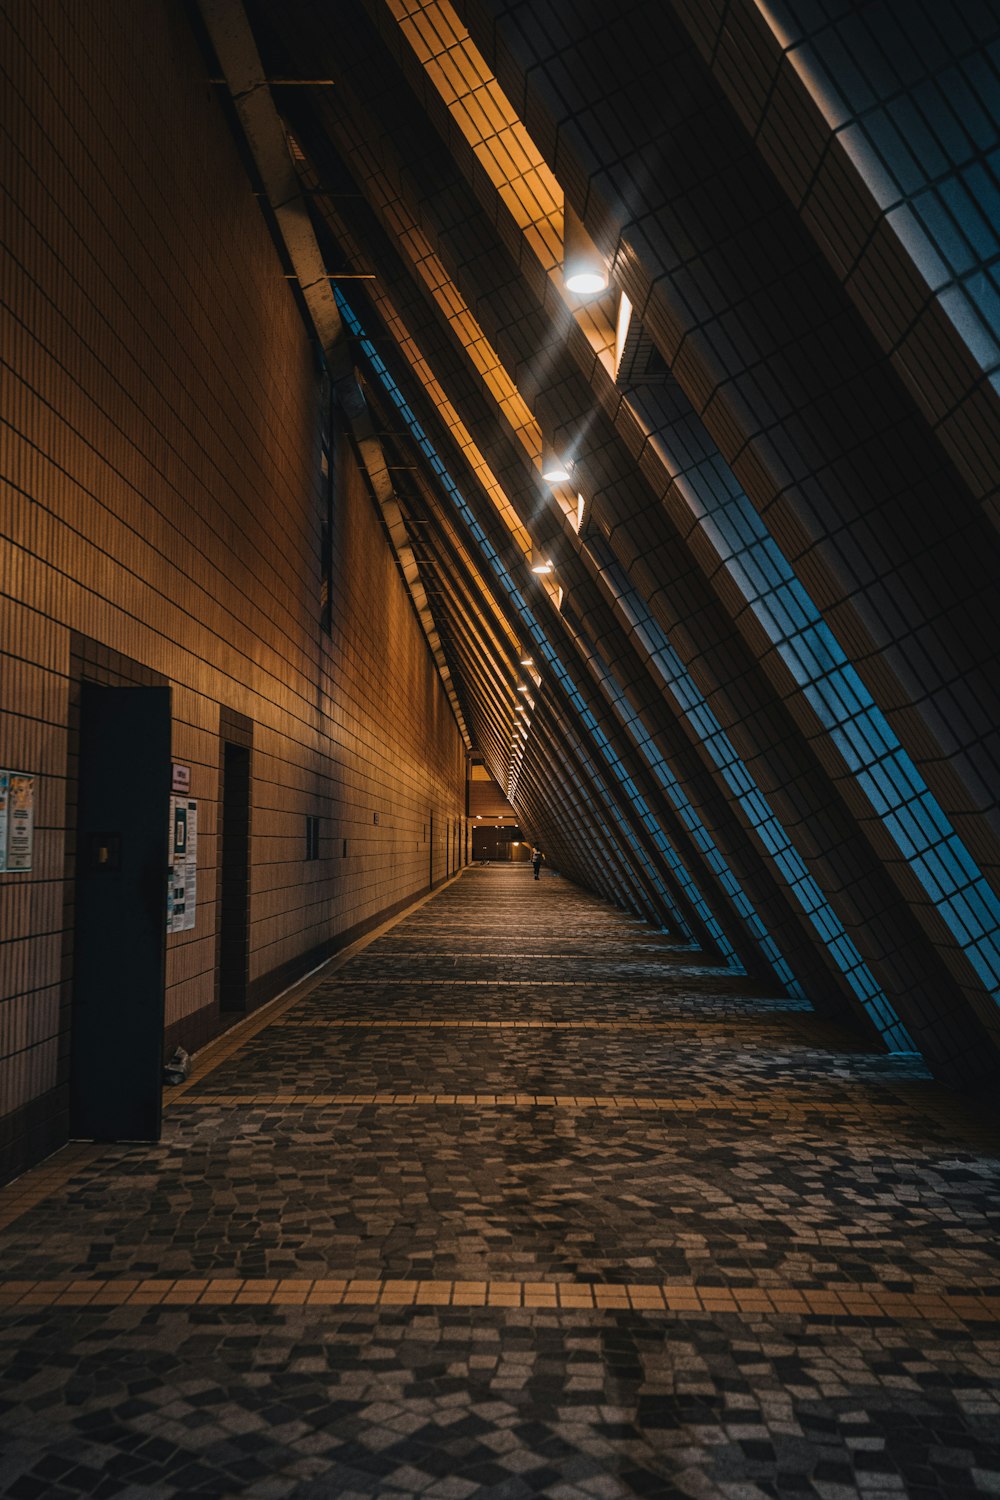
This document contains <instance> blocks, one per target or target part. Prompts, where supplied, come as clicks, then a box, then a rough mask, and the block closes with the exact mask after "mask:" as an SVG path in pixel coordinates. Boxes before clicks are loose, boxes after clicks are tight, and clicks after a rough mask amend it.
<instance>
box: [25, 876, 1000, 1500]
mask: <svg viewBox="0 0 1000 1500" xmlns="http://www.w3.org/2000/svg"><path fill="white" fill-rule="evenodd" d="M999 1145H1000V1133H997V1131H996V1130H994V1128H993V1127H991V1125H990V1124H988V1122H985V1121H984V1119H981V1118H978V1116H976V1115H973V1113H969V1112H966V1109H964V1106H963V1103H961V1101H960V1100H958V1098H957V1095H954V1094H952V1092H949V1091H948V1089H946V1088H943V1086H942V1085H939V1083H936V1082H933V1080H931V1079H930V1076H928V1074H927V1071H925V1070H924V1067H922V1065H921V1064H919V1062H918V1061H916V1059H907V1058H903V1059H901V1058H886V1056H882V1055H877V1053H874V1052H868V1050H865V1049H864V1044H861V1043H858V1041H856V1040H853V1038H850V1037H847V1035H846V1034H843V1032H838V1031H837V1029H835V1028H832V1026H829V1025H828V1023H825V1022H822V1020H820V1019H817V1017H814V1016H813V1014H811V1013H808V1011H807V1010H802V1008H799V1007H798V1005H796V1004H795V1002H790V1001H784V999H775V998H768V996H766V995H760V993H754V990H753V987H750V986H748V983H747V981H744V980H736V978H733V977H732V975H730V974H727V972H726V971H720V969H714V968H708V966H705V965H703V963H700V962H699V956H697V954H693V953H690V951H687V950H685V948H682V947H678V945H675V944H672V942H670V941H669V939H667V938H664V936H663V935H658V933H655V932H654V930H651V929H649V927H645V926H643V924H640V922H637V921H634V919H633V918H630V916H627V915H625V913H622V912H619V910H616V909H613V907H609V906H606V904H603V903H601V901H598V900H597V898H595V897H592V895H589V894H586V892H583V891H580V889H579V888H576V886H573V885H570V883H568V882H567V880H564V879H561V877H559V876H556V874H553V873H552V871H547V870H546V871H543V877H541V880H540V882H537V883H535V882H534V880H532V877H531V870H529V868H528V867H526V865H492V867H474V868H469V870H466V871H465V873H463V874H462V876H460V877H459V879H457V880H453V882H451V883H450V885H448V886H445V888H444V889H441V891H439V892H438V894H436V895H433V897H432V898H429V900H426V901H424V903H423V904H420V906H418V907H417V909H414V910H412V912H409V913H408V915H405V916H403V918H402V919H399V921H397V922H394V924H391V926H390V927H388V929H385V930H382V932H381V933H379V935H378V936H376V938H375V939H373V941H369V942H366V944H361V945H358V948H357V951H354V953H352V954H351V956H348V957H346V960H345V962H340V963H336V965H334V966H333V968H331V971H328V972H327V975H325V977H324V978H321V980H319V983H316V981H312V983H306V984H303V986H300V987H298V990H295V992H292V993H291V995H288V996H286V998H283V999H280V1001H277V1002H274V1004H273V1005H271V1007H268V1008H267V1010H265V1011H262V1013H259V1014H258V1016H255V1017H252V1019H250V1020H249V1022H247V1023H244V1025H243V1026H241V1028H240V1029H238V1032H235V1034H229V1037H226V1038H222V1040H220V1041H219V1043H216V1044H213V1046H211V1047H207V1049H205V1050H204V1052H202V1053H201V1055H199V1056H198V1058H196V1068H195V1073H193V1076H192V1079H190V1080H189V1082H187V1083H184V1085H180V1086H178V1088H174V1089H171V1091H168V1098H166V1115H165V1130H163V1139H162V1142H160V1143H159V1145H157V1146H84V1145H76V1146H69V1148H67V1149H66V1151H63V1152H61V1154H58V1155H57V1157H54V1158H51V1160H49V1161H48V1163H46V1164H45V1166H43V1167H40V1169H36V1170H34V1172H31V1173H28V1175H27V1176H24V1178H22V1179H19V1181H18V1182H15V1184H12V1185H10V1187H9V1188H6V1190H3V1191H1V1193H0V1226H1V1239H0V1247H1V1265H3V1277H4V1281H3V1286H1V1287H0V1304H1V1311H0V1328H1V1337H3V1353H1V1358H0V1364H1V1367H3V1376H1V1397H3V1406H1V1412H3V1416H1V1419H0V1434H1V1448H3V1458H1V1460H0V1493H1V1494H3V1496H9V1497H12V1500H33V1497H45V1500H69V1497H76V1496H99V1497H127V1500H139V1497H144V1500H160V1497H162V1500H168V1497H181V1496H184V1497H186V1496H214V1497H229V1496H253V1497H259V1500H280V1497H289V1500H319V1497H327V1496H337V1497H349V1496H421V1497H427V1500H463V1497H466V1496H469V1497H471V1496H477V1497H490V1500H501V1497H502V1500H522V1497H525V1500H526V1497H529V1496H550V1497H553V1500H570V1497H580V1500H582V1497H616V1496H672V1494H687V1496H696V1497H709V1496H721V1497H732V1500H736V1497H745V1496H799V1494H816V1496H820V1497H825V1500H843V1497H849V1496H865V1497H873V1500H874V1497H879V1496H891V1494H892V1496H900V1494H906V1496H927V1497H936V1496H970V1494H999V1493H1000V1274H999V1269H997V1227H999V1224H1000V1185H999V1181H997V1148H999Z"/></svg>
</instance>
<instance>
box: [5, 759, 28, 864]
mask: <svg viewBox="0 0 1000 1500" xmlns="http://www.w3.org/2000/svg"><path fill="white" fill-rule="evenodd" d="M33 855H34V777H33V775H28V772H27V771H0V870H6V871H7V874H25V873H27V871H28V870H30V868H31V859H33Z"/></svg>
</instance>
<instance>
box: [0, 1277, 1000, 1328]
mask: <svg viewBox="0 0 1000 1500" xmlns="http://www.w3.org/2000/svg"><path fill="white" fill-rule="evenodd" d="M234 1304H235V1305H241V1307H247V1305H258V1307H262V1305H270V1307H282V1305H283V1307H463V1308H492V1307H501V1308H538V1310H541V1308H555V1310H562V1311H570V1310H571V1311H603V1310H616V1308H618V1310H627V1311H628V1310H631V1311H636V1313H735V1314H742V1316H748V1314H750V1316H760V1314H765V1316H768V1314H771V1316H786V1317H787V1316H792V1317H796V1316H798V1317H840V1319H858V1317H862V1319H894V1320H898V1319H946V1320H958V1322H964V1323H997V1322H1000V1296H991V1295H988V1293H979V1292H975V1290H970V1292H964V1293H955V1292H936V1290H915V1292H889V1290H886V1289H883V1287H880V1286H877V1284H870V1286H865V1284H855V1286H847V1284H844V1286H838V1289H837V1290H831V1289H828V1287H775V1286H757V1287H705V1286H697V1284H694V1283H685V1284H679V1283H652V1284H643V1283H628V1284H615V1286H612V1284H592V1283H586V1281H403V1280H391V1278H364V1277H328V1278H318V1280H306V1278H297V1277H285V1278H277V1277H276V1278H253V1280H243V1278H240V1277H178V1278H156V1277H154V1278H138V1277H136V1278H121V1280H114V1281H108V1280H84V1278H78V1280H61V1281H57V1280H54V1281H0V1308H7V1310H10V1308H15V1310H19V1308H30V1307H90V1308H99V1307H123V1305H127V1307H208V1305H211V1307H228V1305H234Z"/></svg>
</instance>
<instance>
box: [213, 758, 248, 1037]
mask: <svg viewBox="0 0 1000 1500" xmlns="http://www.w3.org/2000/svg"><path fill="white" fill-rule="evenodd" d="M249 953H250V748H249V745H238V744H232V742H229V741H226V742H225V744H223V747H222V880H220V892H219V1008H220V1010H223V1011H244V1010H246V989H247V969H249Z"/></svg>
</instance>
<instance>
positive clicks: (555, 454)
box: [541, 453, 571, 484]
mask: <svg viewBox="0 0 1000 1500" xmlns="http://www.w3.org/2000/svg"><path fill="white" fill-rule="evenodd" d="M570 468H571V465H570V463H567V462H565V460H564V459H561V458H559V456H558V455H556V453H550V455H549V456H547V458H546V462H544V463H543V465H541V477H543V478H544V480H547V483H549V484H565V481H567V480H568V477H570Z"/></svg>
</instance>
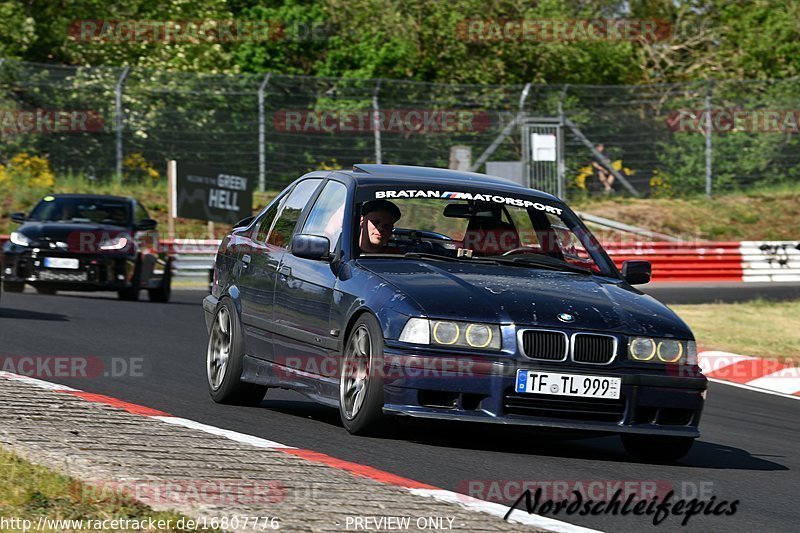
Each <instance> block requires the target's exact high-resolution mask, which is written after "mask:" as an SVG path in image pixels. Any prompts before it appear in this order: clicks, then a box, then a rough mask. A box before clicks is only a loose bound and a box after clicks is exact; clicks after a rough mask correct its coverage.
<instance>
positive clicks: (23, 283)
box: [3, 281, 25, 292]
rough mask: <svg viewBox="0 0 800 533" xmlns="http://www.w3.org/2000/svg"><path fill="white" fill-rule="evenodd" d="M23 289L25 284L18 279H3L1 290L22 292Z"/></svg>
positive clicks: (10, 291)
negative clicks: (7, 279) (7, 280)
mask: <svg viewBox="0 0 800 533" xmlns="http://www.w3.org/2000/svg"><path fill="white" fill-rule="evenodd" d="M24 290H25V284H24V283H20V282H18V281H4V282H3V291H5V292H22V291H24Z"/></svg>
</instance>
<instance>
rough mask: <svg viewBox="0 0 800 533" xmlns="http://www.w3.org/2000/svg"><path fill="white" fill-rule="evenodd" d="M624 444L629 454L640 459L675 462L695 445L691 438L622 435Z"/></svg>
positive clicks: (692, 438)
mask: <svg viewBox="0 0 800 533" xmlns="http://www.w3.org/2000/svg"><path fill="white" fill-rule="evenodd" d="M621 437H622V444H623V445H624V446H625V449H626V450H628V453H630V454H631V455H633V456H634V457H637V458H639V459H646V460H651V461H675V460H677V459H680V458H681V457H683V456H684V455H686V454H687V453H689V450H690V449H691V447H692V444H694V439H693V438H691V437H650V436H646V435H622V436H621Z"/></svg>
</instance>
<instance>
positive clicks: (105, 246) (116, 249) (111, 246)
mask: <svg viewBox="0 0 800 533" xmlns="http://www.w3.org/2000/svg"><path fill="white" fill-rule="evenodd" d="M126 246H128V239H126V238H125V237H122V236H117V237H114V238H110V239H103V240H102V241H101V242H100V244H99V245H98V248H100V249H101V250H122V249H123V248H125V247H126Z"/></svg>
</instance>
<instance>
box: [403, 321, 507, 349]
mask: <svg viewBox="0 0 800 533" xmlns="http://www.w3.org/2000/svg"><path fill="white" fill-rule="evenodd" d="M399 340H400V341H401V342H410V343H413V344H433V345H438V346H453V347H460V348H474V349H479V350H499V349H500V346H501V342H500V327H499V326H495V325H492V324H480V323H473V322H456V321H453V320H428V319H426V318H410V319H408V322H406V325H405V327H404V328H403V332H402V333H401V334H400V338H399Z"/></svg>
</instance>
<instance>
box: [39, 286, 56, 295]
mask: <svg viewBox="0 0 800 533" xmlns="http://www.w3.org/2000/svg"><path fill="white" fill-rule="evenodd" d="M36 292H37V293H38V294H44V295H45V296H53V295H54V294H56V292H58V291H56V289H54V288H52V287H47V286H41V285H40V286H38V287H36Z"/></svg>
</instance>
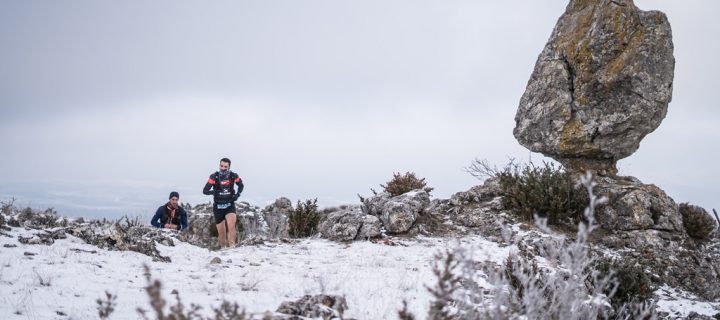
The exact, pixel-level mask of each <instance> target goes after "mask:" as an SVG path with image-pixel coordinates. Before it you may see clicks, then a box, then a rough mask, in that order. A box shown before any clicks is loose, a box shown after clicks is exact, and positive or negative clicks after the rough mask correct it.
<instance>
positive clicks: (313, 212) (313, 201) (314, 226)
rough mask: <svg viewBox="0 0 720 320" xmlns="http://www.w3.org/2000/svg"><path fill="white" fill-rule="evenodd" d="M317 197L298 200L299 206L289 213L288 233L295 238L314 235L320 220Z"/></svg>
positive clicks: (316, 229) (288, 214)
mask: <svg viewBox="0 0 720 320" xmlns="http://www.w3.org/2000/svg"><path fill="white" fill-rule="evenodd" d="M317 209H318V206H317V199H314V200H309V199H308V200H305V202H300V201H299V200H298V204H297V207H296V208H295V209H294V210H292V211H290V213H289V214H288V229H289V230H288V233H289V235H290V236H291V237H293V238H303V237H309V236H312V235H314V234H315V233H316V232H317V227H318V223H319V222H320V213H318V211H317Z"/></svg>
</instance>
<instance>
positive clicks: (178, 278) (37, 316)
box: [0, 228, 720, 319]
mask: <svg viewBox="0 0 720 320" xmlns="http://www.w3.org/2000/svg"><path fill="white" fill-rule="evenodd" d="M38 232H41V231H37V230H26V229H23V228H13V229H12V231H9V232H7V233H8V234H9V235H10V236H11V237H7V236H0V319H89V318H92V319H95V318H98V314H97V309H96V307H97V302H96V301H97V299H100V298H104V297H105V292H106V291H107V292H110V293H112V294H114V295H117V306H116V310H115V312H114V313H113V314H112V315H111V317H110V318H111V319H136V318H138V317H139V315H138V313H137V311H136V309H137V308H138V307H140V308H144V309H146V310H150V306H149V303H148V298H147V294H146V293H145V286H146V285H147V283H146V280H145V277H144V271H143V266H144V265H147V266H149V268H150V270H151V274H152V277H153V279H159V280H161V281H162V284H163V297H164V298H165V299H166V300H167V301H168V303H169V304H174V303H175V300H174V296H173V295H172V294H171V292H172V291H173V290H177V291H178V292H179V296H180V298H181V300H182V301H183V303H184V304H185V305H186V306H188V307H189V305H190V304H196V305H199V306H201V307H202V311H203V312H204V313H205V314H206V315H210V314H211V312H212V310H211V309H212V308H213V307H217V306H219V305H220V303H221V302H222V301H223V300H228V301H230V302H237V303H238V304H239V305H241V306H242V307H244V308H246V310H247V311H248V312H251V313H255V314H259V313H263V312H265V311H274V310H275V309H276V308H277V307H278V306H279V305H280V303H282V302H283V301H295V300H297V299H299V298H300V297H302V296H303V295H305V294H312V295H314V294H319V293H328V294H338V295H344V296H345V298H346V299H347V303H348V307H349V309H348V310H347V311H346V312H345V316H346V317H349V318H356V319H397V311H398V310H400V309H401V308H402V301H403V300H406V301H407V302H408V308H409V310H410V311H411V312H412V313H414V314H415V316H416V317H417V319H424V318H425V317H426V314H427V310H428V306H429V303H430V301H431V296H430V294H429V293H428V291H427V289H426V288H427V287H428V286H433V285H434V284H435V282H436V277H435V276H434V275H433V273H432V268H433V266H434V263H435V258H434V256H435V255H436V254H437V253H439V252H443V251H444V250H446V249H452V248H457V247H458V246H462V247H464V248H467V249H470V252H471V253H472V257H473V259H475V260H489V261H495V262H497V263H501V262H502V261H504V259H505V258H506V257H507V255H508V253H509V252H510V251H514V250H517V248H516V247H515V246H505V247H502V246H499V245H498V244H497V243H495V242H491V241H487V240H485V239H483V238H482V237H481V236H467V237H462V238H428V237H419V238H415V239H401V238H392V239H390V240H391V242H390V243H391V244H395V245H388V244H386V243H385V242H383V241H379V242H376V243H375V242H369V241H361V242H352V243H336V242H331V241H327V240H324V239H304V240H300V241H298V242H297V243H274V242H270V243H266V244H264V245H257V246H243V247H238V248H234V249H226V250H222V251H209V250H207V249H204V248H200V247H196V246H193V245H190V244H187V243H184V242H181V241H178V240H176V241H175V246H172V247H168V246H163V245H158V247H159V249H160V251H161V253H162V254H163V255H166V256H169V257H171V259H172V262H171V263H164V262H153V261H152V259H151V258H150V257H148V256H145V255H142V254H139V253H135V252H120V251H107V250H103V249H99V248H97V247H95V246H92V245H89V244H86V243H85V242H84V241H82V240H81V239H78V238H75V237H73V236H70V235H68V238H67V239H62V240H57V241H56V242H55V243H54V244H52V245H50V246H46V245H24V244H21V243H19V242H18V241H17V237H18V236H24V237H29V236H32V235H33V234H36V233H38ZM5 245H16V247H5ZM26 252H27V253H33V254H35V255H26V254H25V253H26ZM215 257H219V258H220V259H221V260H222V262H221V263H220V264H211V263H210V261H211V260H212V259H213V258H215ZM479 280H481V279H479ZM656 293H657V294H658V296H659V297H660V301H659V302H658V309H659V311H665V312H668V313H670V315H671V316H674V317H676V316H687V314H688V313H690V312H691V311H694V312H697V313H700V314H705V315H714V314H716V313H718V312H720V303H717V302H716V303H710V302H698V299H697V297H694V296H692V295H690V294H688V293H684V292H682V291H678V290H675V289H672V288H667V287H663V288H660V289H659V290H658V291H657V292H656Z"/></svg>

#####

* JOB
Count the lines in the listing above that contain the string "with", treating uppercase and lowercase letters as distinct. Report only the number.

* SOLUTION TO THE PROBLEM
2